Aim of the task. Copy out all the entries exactly.
·····
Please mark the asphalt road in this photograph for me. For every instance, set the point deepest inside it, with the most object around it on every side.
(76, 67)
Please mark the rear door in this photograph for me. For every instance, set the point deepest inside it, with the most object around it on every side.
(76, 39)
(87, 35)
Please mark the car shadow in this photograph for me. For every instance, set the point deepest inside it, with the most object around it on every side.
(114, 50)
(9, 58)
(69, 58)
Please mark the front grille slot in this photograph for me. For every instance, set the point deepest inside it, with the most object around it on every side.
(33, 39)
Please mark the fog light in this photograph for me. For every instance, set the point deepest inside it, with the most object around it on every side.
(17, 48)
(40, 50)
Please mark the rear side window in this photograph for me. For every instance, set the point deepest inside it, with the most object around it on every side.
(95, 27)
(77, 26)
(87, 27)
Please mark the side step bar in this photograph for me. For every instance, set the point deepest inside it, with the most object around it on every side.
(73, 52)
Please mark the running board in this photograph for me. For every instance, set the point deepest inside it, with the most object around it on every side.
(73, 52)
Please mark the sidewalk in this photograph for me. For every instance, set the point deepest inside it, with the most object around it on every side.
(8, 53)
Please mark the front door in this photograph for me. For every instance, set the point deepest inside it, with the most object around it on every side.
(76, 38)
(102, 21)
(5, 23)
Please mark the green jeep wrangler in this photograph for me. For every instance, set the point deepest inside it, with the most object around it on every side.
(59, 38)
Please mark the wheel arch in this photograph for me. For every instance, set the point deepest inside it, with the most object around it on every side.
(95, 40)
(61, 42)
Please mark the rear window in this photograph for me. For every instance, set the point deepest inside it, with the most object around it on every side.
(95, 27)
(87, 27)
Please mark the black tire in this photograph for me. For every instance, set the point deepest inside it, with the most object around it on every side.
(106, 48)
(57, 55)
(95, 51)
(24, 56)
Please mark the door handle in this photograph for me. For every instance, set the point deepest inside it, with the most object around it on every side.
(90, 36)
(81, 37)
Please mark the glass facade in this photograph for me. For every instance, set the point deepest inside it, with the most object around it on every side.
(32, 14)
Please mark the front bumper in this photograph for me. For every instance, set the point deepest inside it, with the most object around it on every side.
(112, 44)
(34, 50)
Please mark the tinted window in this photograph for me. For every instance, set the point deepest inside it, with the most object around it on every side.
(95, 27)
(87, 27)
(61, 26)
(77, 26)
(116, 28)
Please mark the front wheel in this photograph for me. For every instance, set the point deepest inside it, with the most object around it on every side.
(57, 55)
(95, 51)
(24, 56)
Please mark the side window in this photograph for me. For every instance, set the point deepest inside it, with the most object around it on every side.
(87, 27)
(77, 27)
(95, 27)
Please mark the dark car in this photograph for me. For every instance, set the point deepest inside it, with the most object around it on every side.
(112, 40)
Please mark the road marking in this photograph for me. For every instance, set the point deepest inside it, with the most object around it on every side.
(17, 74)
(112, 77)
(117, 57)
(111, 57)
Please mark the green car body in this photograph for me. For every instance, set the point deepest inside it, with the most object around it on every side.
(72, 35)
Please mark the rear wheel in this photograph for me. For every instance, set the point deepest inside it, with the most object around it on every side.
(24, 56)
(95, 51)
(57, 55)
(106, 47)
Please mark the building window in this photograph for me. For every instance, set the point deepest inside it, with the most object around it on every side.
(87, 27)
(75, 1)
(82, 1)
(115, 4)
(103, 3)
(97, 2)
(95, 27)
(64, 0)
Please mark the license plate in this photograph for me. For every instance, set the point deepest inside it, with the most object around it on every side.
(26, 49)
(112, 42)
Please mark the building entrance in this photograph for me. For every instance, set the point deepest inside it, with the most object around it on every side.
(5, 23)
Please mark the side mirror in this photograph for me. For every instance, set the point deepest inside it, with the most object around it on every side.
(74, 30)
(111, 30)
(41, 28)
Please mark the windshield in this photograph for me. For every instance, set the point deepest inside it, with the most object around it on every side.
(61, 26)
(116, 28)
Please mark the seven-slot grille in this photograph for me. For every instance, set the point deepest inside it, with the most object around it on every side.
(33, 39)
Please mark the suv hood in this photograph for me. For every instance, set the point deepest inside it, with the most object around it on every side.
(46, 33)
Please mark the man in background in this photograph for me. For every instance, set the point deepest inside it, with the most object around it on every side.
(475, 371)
·····
Reply.
Please mark the asphalt road in this photograph for me. For every instance, set the point deepest inside it, with the most object around it on every side.
(76, 67)
Please mark the rear door in this photograph for me. For every instance, set the point deepest inside it, with the most object around it on every side.
(76, 39)
(87, 35)
Please mark the car shadow in this photograph for me. For every instance, set the point deepest inside it, with the most object around it on every side.
(114, 50)
(9, 58)
(69, 58)
Please mark the front grille slot in this photograph for me. For every instance, set the point deepest inside it, with the most object around it on every side.
(33, 39)
Please mark the fog light in this photograph for me. For every instance, set the point deepest inside it, with the most object around it on every side.
(17, 48)
(40, 50)
Please mark the rear side window in this photograph for me. For every instance, set the point deepest inside it, with the most object around it on every side.
(95, 27)
(77, 26)
(87, 27)
Please mark the side step bar in this photograph for me. For every instance, set the point deepest inside it, with the most object around it on every side.
(73, 52)
Please mark the running board in this photograph for me. For every instance, set the point deepest inside it, with the most object around it on every side.
(73, 52)
Please mark the sidewalk in this photograph for me. For every instance, set the point deepest inside it, with the most object around it on every side.
(8, 53)
Please mark the front door in this photograph for me. For every instance, set the point deepest inside it, with the most object around it on every side.
(76, 38)
(102, 21)
(5, 23)
Please mark the green jeep wrangler in this photograph for me. For every instance, set the point deepest inside it, with the most object around it on every side.
(59, 38)
Please mark the wheel arch in this photograph for me. For every instance, set the point deepest inside it, with the most object around it on every side.
(95, 40)
(61, 42)
Please mark the rear window in this photograph for me. For every instance, set the point deepest inside it, with the most object around it on every side.
(95, 27)
(87, 27)
Please mark the black tire in this photograph for me. For every instance, set the point deepest inside it, with the most object around it on every side.
(106, 48)
(57, 55)
(95, 51)
(24, 56)
Please mark the door handle in this photograph for me. For every instance, set the point deepest inside it, with the most object around it on every side.
(90, 36)
(81, 37)
Please mark the glass facade in this photograph for me. For every instance, set the point deepest inside it, with the most object around it on every side.
(32, 14)
Please mark the front bumper in this photograph for me. For every instance, set the point deepest inside it, with the most object around it on every side.
(112, 44)
(34, 50)
Please mark the tinted window in this photograph for me. For every instance, set the point deepest inside it, with the most object around it on every side.
(95, 27)
(87, 27)
(61, 26)
(77, 26)
(116, 28)
Please mark the front wheel in this photograph for me. For every instance, set the point deepest inside it, with the most object around it on every side.
(57, 55)
(95, 51)
(24, 56)
Please mark the side window in this photograph for me. For every instance, set the point deepest inside it, with the most object around it on every side.
(87, 27)
(77, 27)
(95, 27)
Please mark the dark car in this photograph for me. For every instance, set the point deepest inside it, with the most object around it on every side.
(112, 40)
Please mark the road marking in this photograph for me. For every instance, set the point deepest inside it, with the most object around it on every side.
(17, 74)
(112, 77)
(117, 57)
(111, 57)
Please mark the green car body in this photograph for me. For every instance, set the point deepest inside it, with the most object around it on every side.
(72, 35)
Please mark the rear wheel in this photograph for me. For every instance, set the point deepest inside it, with the most object around it on every side.
(24, 56)
(95, 51)
(57, 55)
(106, 47)
Please mark the building window in this photograph for me. For every instance, set the point deepest inside it, with the most object around it on every side.
(87, 27)
(75, 1)
(82, 1)
(115, 4)
(103, 3)
(97, 2)
(95, 27)
(64, 0)
Please mark the license plate in this photograph for me. For every instance, set the point deepest inside it, with the most object around it on every side.
(26, 49)
(112, 42)
Please mark the building entrance in this photograph for me. For every instance, set the point deepest inside it, with the most object around it on every side.
(5, 23)
Please mark the side mirror in this photograph for me. For every instance, set the point deepest inside it, with the most object around it on every side.
(74, 30)
(111, 30)
(41, 28)
Please mark the windshield in this photograph for me. For every instance, set the point deepest inside it, with the most object around it on every side.
(61, 26)
(116, 28)
Please mark the seven-slot grille in this photograph for me. For every instance, set the point deepest inside it, with the most object around it on every side.
(33, 39)
Please mark the suv hood in this photograph for me. For every instance, set the point deepest inside it, with the most object around it on every side.
(46, 33)
Please mark the man in background in this photograph for me. For every instance, set the point deepest inside it, with the most object around it on every side.
(475, 371)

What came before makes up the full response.